» **INSTRUCTIONS FOR THE TASK**: Reproduce the entire listing below word for word, leaving out the pictures.

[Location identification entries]
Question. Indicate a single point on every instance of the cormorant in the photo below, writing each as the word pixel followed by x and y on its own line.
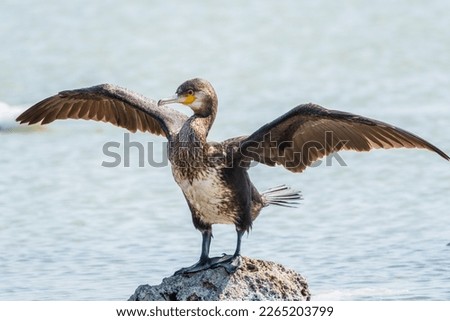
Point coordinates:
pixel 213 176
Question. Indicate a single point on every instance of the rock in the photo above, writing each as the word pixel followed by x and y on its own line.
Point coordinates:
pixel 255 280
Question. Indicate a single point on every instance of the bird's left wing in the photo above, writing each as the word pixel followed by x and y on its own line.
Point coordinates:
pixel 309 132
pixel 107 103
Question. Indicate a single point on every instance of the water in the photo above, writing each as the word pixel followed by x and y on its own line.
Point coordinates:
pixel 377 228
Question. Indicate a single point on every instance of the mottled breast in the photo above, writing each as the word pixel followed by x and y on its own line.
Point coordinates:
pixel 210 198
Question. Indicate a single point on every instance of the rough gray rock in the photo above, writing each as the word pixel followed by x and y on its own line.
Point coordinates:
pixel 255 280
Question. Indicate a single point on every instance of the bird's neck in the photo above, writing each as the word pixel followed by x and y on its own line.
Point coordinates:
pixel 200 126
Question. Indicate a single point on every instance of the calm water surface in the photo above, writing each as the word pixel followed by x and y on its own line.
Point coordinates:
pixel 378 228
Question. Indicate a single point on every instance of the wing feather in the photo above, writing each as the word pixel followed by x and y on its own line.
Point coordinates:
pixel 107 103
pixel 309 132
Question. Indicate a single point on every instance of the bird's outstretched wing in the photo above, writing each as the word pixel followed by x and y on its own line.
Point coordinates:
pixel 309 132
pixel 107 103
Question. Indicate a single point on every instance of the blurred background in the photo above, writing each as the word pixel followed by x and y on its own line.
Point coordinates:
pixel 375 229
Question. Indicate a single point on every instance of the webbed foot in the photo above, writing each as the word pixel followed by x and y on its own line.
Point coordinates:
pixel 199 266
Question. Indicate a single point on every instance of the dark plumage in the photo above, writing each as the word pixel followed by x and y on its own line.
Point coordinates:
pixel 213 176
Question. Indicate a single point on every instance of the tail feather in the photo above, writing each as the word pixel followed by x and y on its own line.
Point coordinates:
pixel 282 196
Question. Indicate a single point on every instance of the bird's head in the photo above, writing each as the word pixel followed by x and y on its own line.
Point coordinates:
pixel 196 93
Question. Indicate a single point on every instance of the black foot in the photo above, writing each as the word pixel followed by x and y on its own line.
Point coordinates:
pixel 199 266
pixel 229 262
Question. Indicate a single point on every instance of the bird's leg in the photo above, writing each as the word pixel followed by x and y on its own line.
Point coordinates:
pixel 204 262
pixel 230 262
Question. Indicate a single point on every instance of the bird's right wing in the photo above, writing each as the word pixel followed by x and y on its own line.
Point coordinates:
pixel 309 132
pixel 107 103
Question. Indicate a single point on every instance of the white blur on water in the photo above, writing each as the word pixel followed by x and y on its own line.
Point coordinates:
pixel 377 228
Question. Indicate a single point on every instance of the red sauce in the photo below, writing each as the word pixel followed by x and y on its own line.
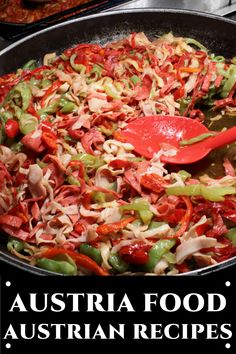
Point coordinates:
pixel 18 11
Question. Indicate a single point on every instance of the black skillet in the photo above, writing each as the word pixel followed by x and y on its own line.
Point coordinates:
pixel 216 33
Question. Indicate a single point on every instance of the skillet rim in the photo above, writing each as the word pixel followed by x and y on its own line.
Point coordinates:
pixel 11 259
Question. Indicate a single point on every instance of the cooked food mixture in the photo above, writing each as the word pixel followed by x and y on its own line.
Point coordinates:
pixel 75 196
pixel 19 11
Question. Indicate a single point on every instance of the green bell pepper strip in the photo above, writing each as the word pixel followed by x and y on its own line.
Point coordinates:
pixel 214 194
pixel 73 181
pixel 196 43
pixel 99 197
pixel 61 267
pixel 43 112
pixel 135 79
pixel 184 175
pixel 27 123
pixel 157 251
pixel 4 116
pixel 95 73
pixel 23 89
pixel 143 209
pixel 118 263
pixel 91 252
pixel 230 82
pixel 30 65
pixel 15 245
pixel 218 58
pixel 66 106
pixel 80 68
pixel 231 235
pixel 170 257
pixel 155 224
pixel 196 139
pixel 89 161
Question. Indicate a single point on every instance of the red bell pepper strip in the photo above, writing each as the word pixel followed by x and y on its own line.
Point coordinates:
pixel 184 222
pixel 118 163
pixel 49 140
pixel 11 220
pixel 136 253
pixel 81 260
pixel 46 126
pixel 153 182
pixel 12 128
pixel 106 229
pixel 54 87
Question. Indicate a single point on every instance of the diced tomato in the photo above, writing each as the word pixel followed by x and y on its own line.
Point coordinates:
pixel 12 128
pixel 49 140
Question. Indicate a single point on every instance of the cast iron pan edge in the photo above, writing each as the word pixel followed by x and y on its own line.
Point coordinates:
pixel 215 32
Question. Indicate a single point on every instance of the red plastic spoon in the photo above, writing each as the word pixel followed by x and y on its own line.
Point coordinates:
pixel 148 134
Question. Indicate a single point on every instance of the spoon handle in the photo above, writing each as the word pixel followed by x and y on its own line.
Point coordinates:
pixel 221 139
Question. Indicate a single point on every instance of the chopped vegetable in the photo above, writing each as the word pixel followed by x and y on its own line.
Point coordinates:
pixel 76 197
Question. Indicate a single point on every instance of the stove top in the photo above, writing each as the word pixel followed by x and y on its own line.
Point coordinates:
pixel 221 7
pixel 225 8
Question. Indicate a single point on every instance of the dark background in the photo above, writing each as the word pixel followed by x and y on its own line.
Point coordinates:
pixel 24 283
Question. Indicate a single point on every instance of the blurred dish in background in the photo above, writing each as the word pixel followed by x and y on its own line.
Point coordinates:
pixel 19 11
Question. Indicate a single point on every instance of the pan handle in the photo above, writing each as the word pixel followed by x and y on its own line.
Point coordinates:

» **WORKED SOLUTION**:
Question. Indicate a single point on every instance of the cormorant in the photo below, writing each as the word pixel followed by x and y on its own line.
Point coordinates:
pixel 213 176
Question. Indicate a single point on every instance of the rock in the photo above, writing each as the word pixel followed by x and y on its own line.
Point coordinates:
pixel 255 280
Question. Indicate a single point on every instance of the bird's left wing in the photo above, writing each as the word pixel followed by x and y on its own line.
Point coordinates:
pixel 309 132
pixel 107 103
Question. Indicate a single point on every instance of the water in the photo above, writing each as the word pixel followed by x and y on its own line.
Point coordinates:
pixel 377 228
Question. Indicate a single point on every instance of the mottled breast in the photo above, writing each as the word pixel followed by x and y on its own line.
Point coordinates:
pixel 210 198
Question. Indicate a single point on every instance of the rough gray rock in the photo above, writing each as the word pixel followed by x and y on its own line.
Point coordinates:
pixel 255 280
Question. Indicate a single point on every instance of the bird's neck in the photo above, writing each as the word pixel followed by x and y on its own line.
Point coordinates:
pixel 200 126
Question. Indicate a single point on every instance of the calm water surface in the photo above, writing each as the word pixel followed by x and y on its own line.
Point coordinates:
pixel 378 228
Question. Indicate a single point on every instance of the wing feather in the photo above, writing each as the word pixel followed by x and y on its own line.
Point coordinates:
pixel 107 103
pixel 309 132
Question. Indicate a single point on every instance of the bird's outstretched wing in the photo above, writing each as the word pixel followed by x and y on its own line.
Point coordinates:
pixel 309 132
pixel 107 103
Question. Indicate a single point on every instance of the blurred background in the photo above, writing each as the word pixel followed by x and y on its own line.
Point coordinates:
pixel 375 229
Question. Indicate a single point on every instance of the webbed foot in the photo above, writing each as the word pixel followed by x and y on its own line.
Point coordinates:
pixel 199 266
Question. Indicate a single point on every instance of the dark plumage in the photo above, writing each as the word pixel followed by x and y on its own line.
Point coordinates:
pixel 213 176
Question. Indicate a single point on every instance of the tail feather in the photo above, writing each as the word pixel followed by x and y on its own line.
Point coordinates:
pixel 282 196
Question. Indicate a single point on every instance of the bird's head in the photo above, writing each as the word pixel followed by x and y on its own line.
Point coordinates:
pixel 196 93
Question. Indicate a single point on every instance of the black foot in the photo above, writing each as the word pixel followed by x and y on its own line.
Point coordinates:
pixel 199 266
pixel 229 262
Question. Indicate a single point on every instance of the bird's leg in the photo above, writing each as the word pixel followed by x and y on its own line.
Point coordinates:
pixel 204 262
pixel 230 262
Question. Indicate a single point on every instance of the bird's right wing in the photo above, writing each as the word pixel followed by x and y on its own line.
Point coordinates:
pixel 309 132
pixel 107 103
Question. Indicate a single point on every instance of the white blur on water in the photo above, writing each as the word pixel followed by x and y on its own line.
Point coordinates:
pixel 377 228
Question. Indicate a single point on every instance of the red sauce in the photo below, writing each as the word pixel followed by x and y on its own line.
Point coordinates:
pixel 18 11
Question. Indicate a single point on every instance of the black skillet in the photo above, writing each as the word pixel followed by x and y on its own line.
Point coordinates:
pixel 216 33
Question. Indicate a single point on every instance of the skillet rim in the photo above, writing each as the word pixel followed by x and y on its own line.
Point coordinates:
pixel 11 259
Question. Indicate a single point on every instance of the cooked food mixture in the photo above, writing each as the word pixel followed by x and y on its own line.
Point coordinates:
pixel 75 196
pixel 19 11
Question. Indicate a single point on every instance of the green bell pepper strip in the photo above, writing each as the word pixel followed by x and y on its own line.
Point coordinates:
pixel 214 194
pixel 73 181
pixel 196 43
pixel 99 197
pixel 61 267
pixel 43 112
pixel 135 79
pixel 184 175
pixel 27 123
pixel 157 251
pixel 4 116
pixel 95 73
pixel 23 89
pixel 143 209
pixel 118 263
pixel 91 252
pixel 230 82
pixel 30 65
pixel 15 245
pixel 218 58
pixel 66 106
pixel 80 68
pixel 231 235
pixel 170 257
pixel 155 224
pixel 196 139
pixel 89 161
Question. Indicate a single point on every instance of the red bell pepper strip in the photo above, writing each as the word pixel followed by x and y on its own line.
Point coordinates:
pixel 184 222
pixel 118 163
pixel 49 140
pixel 11 220
pixel 136 253
pixel 81 260
pixel 46 126
pixel 153 182
pixel 12 128
pixel 106 229
pixel 54 87
Question. Indicate a single point on every instance of the diced tomato in the photo above, writing each as the word pixel followed by x and y on its own line.
Point coordinates:
pixel 12 128
pixel 49 140
Question. Indicate a single point on every instance of the cast iron pan edge in the photo above, writing each as the word pixel followed by x and y on its own line.
Point coordinates:
pixel 215 32
Question. Indicate a single point on every instance of the red plastic spoon in the photo above, writing each as the word pixel followed by x and y on its own line.
Point coordinates:
pixel 148 134
Question. Indicate a single point on every instance of the spoon handle in the photo above, writing each as the word pixel followed by x and y on its own line.
Point coordinates:
pixel 221 139
Question. Indicate a single point on every instance of the chopped vegetable in the photo above, writing each as the word pixel followed by x and y on its own line.
Point coordinates:
pixel 76 197
Question. Indicate a single point on every instance of the stove top in the photo above, writing each as the word pixel followed by x and y on its own line.
Point coordinates:
pixel 221 7
pixel 225 8
Question. Indicate a single point on every instance of the dark background in the photo above, writing each as the word pixel followed by x and y on its own line.
Point coordinates:
pixel 24 283
Question. Indicate a single point on every instance of the blurred dish in background in the photo above, writing each as the word pixel followed by x and y on its own line.
Point coordinates:
pixel 19 11
Question. Indicate a single point on every instance of the pan handle in the photo above, writing each as the word pixel followed by x and y on its own line.
Point coordinates:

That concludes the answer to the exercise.